▶ **What you are asked to do**:
As soon as the line containing "Task: annotate each instance of the black umbrella" appears in the material below, start returning lines exactly, and end with the line containing "Target: backpack".

▶ **Material provided**:

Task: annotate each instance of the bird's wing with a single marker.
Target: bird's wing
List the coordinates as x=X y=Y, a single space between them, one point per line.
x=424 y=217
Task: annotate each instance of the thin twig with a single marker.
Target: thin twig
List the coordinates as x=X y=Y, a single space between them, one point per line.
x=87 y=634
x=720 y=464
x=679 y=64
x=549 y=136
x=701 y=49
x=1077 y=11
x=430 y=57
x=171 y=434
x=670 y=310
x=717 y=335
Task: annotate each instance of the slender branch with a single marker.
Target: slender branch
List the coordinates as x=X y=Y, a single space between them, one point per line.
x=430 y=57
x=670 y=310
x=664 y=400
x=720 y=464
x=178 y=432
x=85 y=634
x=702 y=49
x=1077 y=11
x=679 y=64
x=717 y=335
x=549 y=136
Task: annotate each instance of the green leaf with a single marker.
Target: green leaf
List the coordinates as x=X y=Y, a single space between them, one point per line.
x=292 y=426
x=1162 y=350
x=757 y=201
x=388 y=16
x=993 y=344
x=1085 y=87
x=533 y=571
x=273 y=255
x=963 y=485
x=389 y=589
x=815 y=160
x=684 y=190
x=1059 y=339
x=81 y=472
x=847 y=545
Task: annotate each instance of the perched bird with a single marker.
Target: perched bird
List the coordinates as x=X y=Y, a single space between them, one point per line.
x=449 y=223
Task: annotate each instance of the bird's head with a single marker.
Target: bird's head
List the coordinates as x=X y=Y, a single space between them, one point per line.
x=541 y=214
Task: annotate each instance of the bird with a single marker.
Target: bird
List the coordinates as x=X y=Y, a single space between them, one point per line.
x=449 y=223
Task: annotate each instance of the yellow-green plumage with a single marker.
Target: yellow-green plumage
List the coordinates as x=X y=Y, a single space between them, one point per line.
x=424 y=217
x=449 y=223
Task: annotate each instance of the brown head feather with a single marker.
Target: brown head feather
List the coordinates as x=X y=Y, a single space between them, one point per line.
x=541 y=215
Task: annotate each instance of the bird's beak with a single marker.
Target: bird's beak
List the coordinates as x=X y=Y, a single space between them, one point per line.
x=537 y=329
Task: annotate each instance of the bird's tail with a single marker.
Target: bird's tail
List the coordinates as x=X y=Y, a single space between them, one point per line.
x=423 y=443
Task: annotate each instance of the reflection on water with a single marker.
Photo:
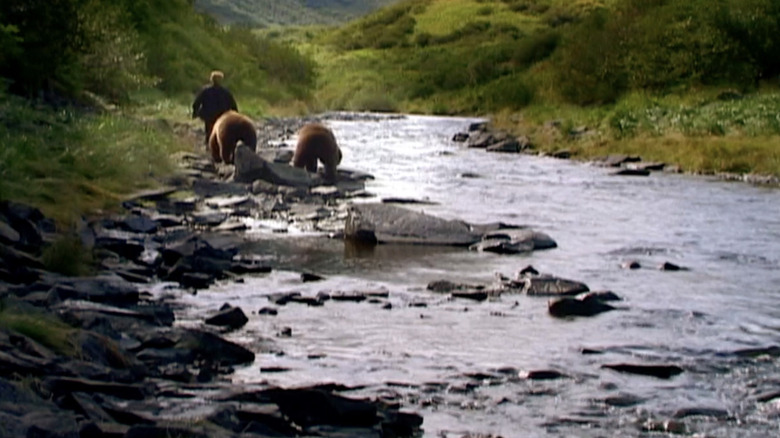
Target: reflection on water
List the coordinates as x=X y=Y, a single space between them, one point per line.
x=459 y=362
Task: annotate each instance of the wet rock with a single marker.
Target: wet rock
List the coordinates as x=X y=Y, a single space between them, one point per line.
x=510 y=145
x=513 y=241
x=666 y=266
x=550 y=286
x=395 y=200
x=543 y=375
x=232 y=318
x=623 y=400
x=477 y=126
x=264 y=419
x=770 y=351
x=667 y=426
x=616 y=160
x=471 y=295
x=251 y=167
x=24 y=225
x=280 y=299
x=659 y=371
x=528 y=271
x=632 y=172
x=589 y=305
x=43 y=424
x=354 y=297
x=720 y=414
x=646 y=166
x=129 y=245
x=105 y=288
x=268 y=311
x=384 y=223
x=446 y=286
x=59 y=386
x=307 y=277
x=460 y=137
x=310 y=407
x=631 y=264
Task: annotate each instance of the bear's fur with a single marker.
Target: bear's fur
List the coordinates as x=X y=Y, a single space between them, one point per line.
x=317 y=142
x=230 y=128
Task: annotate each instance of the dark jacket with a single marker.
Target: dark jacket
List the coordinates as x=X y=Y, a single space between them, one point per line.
x=212 y=101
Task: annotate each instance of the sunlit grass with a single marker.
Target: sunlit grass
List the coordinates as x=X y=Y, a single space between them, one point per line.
x=697 y=131
x=69 y=163
x=38 y=326
x=444 y=17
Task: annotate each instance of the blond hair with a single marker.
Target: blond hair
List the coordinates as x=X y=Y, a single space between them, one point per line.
x=216 y=77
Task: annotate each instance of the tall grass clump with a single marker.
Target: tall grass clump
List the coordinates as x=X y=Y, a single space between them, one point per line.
x=38 y=326
x=68 y=162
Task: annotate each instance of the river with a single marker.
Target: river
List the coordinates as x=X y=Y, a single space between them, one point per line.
x=460 y=363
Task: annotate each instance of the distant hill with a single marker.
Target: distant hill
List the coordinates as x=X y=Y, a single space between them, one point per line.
x=288 y=12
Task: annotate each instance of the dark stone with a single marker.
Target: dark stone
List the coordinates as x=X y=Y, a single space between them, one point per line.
x=528 y=271
x=632 y=172
x=513 y=241
x=65 y=385
x=233 y=318
x=249 y=267
x=544 y=375
x=471 y=295
x=310 y=407
x=720 y=414
x=666 y=266
x=214 y=348
x=631 y=264
x=307 y=277
x=617 y=160
x=196 y=280
x=352 y=297
x=551 y=286
x=460 y=137
x=386 y=223
x=659 y=371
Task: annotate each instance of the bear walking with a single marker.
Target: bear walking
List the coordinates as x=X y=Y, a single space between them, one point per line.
x=230 y=128
x=317 y=142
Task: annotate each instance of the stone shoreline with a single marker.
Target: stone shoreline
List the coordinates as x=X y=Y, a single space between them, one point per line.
x=101 y=356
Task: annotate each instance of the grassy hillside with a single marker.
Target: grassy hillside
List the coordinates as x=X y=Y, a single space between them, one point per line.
x=86 y=87
x=288 y=12
x=692 y=82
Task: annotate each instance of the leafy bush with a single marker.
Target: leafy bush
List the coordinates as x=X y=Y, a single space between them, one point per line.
x=507 y=92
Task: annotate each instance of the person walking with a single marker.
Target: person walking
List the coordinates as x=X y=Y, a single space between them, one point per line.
x=212 y=101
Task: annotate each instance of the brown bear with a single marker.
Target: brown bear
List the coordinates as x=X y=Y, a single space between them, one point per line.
x=317 y=142
x=230 y=128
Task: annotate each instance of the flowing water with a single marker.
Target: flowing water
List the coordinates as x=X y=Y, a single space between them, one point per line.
x=460 y=363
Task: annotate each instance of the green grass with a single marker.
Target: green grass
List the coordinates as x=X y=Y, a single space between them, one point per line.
x=69 y=163
x=697 y=131
x=38 y=326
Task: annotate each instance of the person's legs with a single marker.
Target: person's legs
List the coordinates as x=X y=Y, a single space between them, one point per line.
x=209 y=126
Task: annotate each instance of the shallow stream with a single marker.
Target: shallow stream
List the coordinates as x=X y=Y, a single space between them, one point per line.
x=461 y=363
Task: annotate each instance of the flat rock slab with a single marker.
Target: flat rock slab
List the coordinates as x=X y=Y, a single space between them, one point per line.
x=514 y=241
x=386 y=223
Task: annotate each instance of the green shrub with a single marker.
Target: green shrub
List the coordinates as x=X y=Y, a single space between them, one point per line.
x=535 y=48
x=508 y=92
x=66 y=256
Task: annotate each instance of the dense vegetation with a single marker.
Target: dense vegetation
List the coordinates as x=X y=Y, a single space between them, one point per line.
x=136 y=58
x=288 y=12
x=112 y=48
x=693 y=82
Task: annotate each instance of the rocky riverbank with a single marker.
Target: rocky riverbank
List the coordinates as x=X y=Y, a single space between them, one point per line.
x=483 y=136
x=102 y=355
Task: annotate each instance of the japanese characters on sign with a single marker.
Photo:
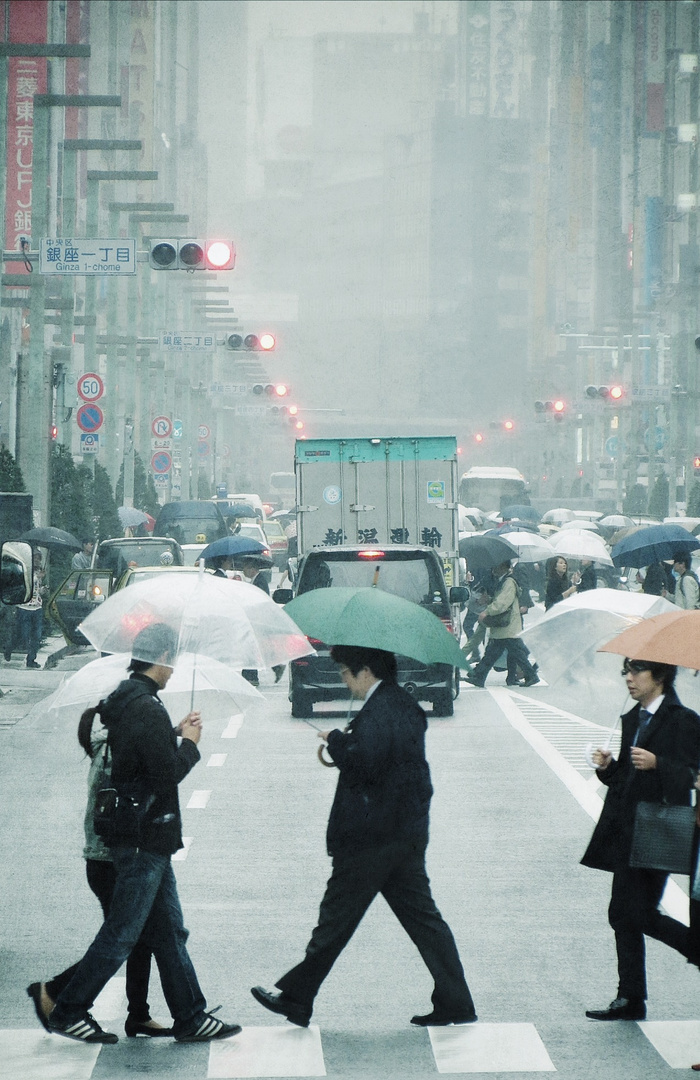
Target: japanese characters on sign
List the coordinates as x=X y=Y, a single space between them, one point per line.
x=77 y=256
x=26 y=77
x=187 y=341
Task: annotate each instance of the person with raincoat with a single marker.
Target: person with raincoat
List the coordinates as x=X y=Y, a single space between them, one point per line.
x=144 y=832
x=658 y=763
x=377 y=837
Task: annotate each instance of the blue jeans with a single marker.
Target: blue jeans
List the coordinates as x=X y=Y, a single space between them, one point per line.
x=145 y=904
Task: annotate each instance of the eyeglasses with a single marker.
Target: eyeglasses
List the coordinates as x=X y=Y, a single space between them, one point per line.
x=634 y=666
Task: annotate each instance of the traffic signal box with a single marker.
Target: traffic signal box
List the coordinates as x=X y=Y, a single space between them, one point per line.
x=179 y=253
x=251 y=342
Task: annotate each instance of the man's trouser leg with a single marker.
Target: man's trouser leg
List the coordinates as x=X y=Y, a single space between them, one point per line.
x=633 y=912
x=353 y=883
x=138 y=879
x=408 y=895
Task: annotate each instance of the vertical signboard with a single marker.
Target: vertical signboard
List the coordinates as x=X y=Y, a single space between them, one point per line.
x=140 y=77
x=26 y=77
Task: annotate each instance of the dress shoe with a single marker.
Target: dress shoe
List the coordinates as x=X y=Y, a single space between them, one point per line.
x=149 y=1028
x=439 y=1018
x=620 y=1009
x=533 y=680
x=280 y=1003
x=42 y=1002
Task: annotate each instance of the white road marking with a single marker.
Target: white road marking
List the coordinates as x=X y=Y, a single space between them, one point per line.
x=198 y=800
x=180 y=855
x=268 y=1052
x=232 y=727
x=676 y=1040
x=675 y=901
x=35 y=1055
x=489 y=1048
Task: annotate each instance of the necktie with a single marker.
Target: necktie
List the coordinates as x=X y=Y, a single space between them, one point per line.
x=645 y=716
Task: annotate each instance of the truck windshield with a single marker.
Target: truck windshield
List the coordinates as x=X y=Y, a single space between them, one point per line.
x=414 y=579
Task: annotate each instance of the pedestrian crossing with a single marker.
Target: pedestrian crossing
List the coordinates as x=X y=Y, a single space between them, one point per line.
x=288 y=1051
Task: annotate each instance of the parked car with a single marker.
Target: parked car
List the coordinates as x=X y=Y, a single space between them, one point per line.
x=193 y=522
x=82 y=590
x=415 y=574
x=278 y=542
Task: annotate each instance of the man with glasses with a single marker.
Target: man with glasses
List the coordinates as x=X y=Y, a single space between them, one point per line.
x=658 y=763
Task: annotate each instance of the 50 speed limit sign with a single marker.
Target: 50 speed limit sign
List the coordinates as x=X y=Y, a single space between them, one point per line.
x=91 y=387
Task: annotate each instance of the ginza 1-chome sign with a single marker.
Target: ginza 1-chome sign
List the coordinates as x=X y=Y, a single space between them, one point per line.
x=116 y=256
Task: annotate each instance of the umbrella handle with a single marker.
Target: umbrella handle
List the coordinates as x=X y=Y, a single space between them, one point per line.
x=330 y=764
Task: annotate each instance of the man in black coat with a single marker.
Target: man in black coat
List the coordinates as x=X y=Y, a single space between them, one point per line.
x=147 y=765
x=377 y=837
x=658 y=763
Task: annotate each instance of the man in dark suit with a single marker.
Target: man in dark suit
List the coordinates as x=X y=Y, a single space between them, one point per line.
x=377 y=837
x=659 y=759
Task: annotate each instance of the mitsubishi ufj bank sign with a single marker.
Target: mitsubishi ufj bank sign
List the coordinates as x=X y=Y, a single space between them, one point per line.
x=102 y=256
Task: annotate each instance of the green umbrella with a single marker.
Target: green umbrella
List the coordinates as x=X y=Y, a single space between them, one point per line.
x=376 y=620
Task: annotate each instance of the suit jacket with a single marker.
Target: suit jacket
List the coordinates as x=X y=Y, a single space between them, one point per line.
x=384 y=788
x=673 y=734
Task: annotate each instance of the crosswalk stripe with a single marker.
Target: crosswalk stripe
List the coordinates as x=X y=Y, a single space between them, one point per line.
x=489 y=1048
x=271 y=1051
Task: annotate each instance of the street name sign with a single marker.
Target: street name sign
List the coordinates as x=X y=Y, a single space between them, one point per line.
x=187 y=340
x=111 y=256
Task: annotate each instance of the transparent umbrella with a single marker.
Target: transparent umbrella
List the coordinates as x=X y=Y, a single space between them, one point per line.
x=196 y=683
x=229 y=621
x=566 y=638
x=581 y=543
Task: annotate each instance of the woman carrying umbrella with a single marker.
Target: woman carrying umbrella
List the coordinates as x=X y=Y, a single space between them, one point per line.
x=559 y=585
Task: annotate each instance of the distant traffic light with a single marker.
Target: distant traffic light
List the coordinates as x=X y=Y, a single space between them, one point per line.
x=252 y=342
x=178 y=253
x=615 y=393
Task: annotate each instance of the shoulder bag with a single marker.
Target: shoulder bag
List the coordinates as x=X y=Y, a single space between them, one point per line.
x=662 y=838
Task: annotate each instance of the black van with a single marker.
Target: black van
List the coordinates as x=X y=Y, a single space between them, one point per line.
x=414 y=574
x=196 y=522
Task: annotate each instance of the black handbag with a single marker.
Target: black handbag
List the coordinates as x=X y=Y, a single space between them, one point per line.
x=662 y=838
x=120 y=810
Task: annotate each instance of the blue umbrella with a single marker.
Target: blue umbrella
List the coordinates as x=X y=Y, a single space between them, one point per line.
x=654 y=544
x=522 y=513
x=237 y=545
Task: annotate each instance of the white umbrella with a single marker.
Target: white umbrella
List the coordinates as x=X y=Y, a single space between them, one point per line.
x=196 y=683
x=581 y=543
x=559 y=515
x=580 y=523
x=532 y=548
x=565 y=639
x=229 y=621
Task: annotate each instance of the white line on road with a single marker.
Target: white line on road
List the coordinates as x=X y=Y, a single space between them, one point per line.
x=675 y=901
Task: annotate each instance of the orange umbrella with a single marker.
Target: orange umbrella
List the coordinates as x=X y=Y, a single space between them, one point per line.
x=669 y=638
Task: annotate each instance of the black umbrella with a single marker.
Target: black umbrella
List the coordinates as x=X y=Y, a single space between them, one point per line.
x=483 y=552
x=51 y=538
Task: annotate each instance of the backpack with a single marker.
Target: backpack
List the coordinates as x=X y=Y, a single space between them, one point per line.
x=505 y=617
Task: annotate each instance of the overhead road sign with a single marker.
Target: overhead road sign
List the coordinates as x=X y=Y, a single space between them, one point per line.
x=111 y=256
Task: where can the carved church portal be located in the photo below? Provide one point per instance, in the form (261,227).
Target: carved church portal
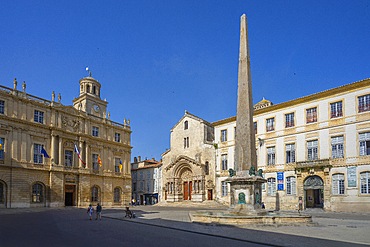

▶ **Response below**:
Task: annotate each instance of the black umbrella with a single marker.
Target: black umbrella
List the coordinates as x=X y=Y, a single space between them, one point per line.
x=483 y=552
x=51 y=538
Task: annotate each instance of the backpack with a single marker.
Target: backpack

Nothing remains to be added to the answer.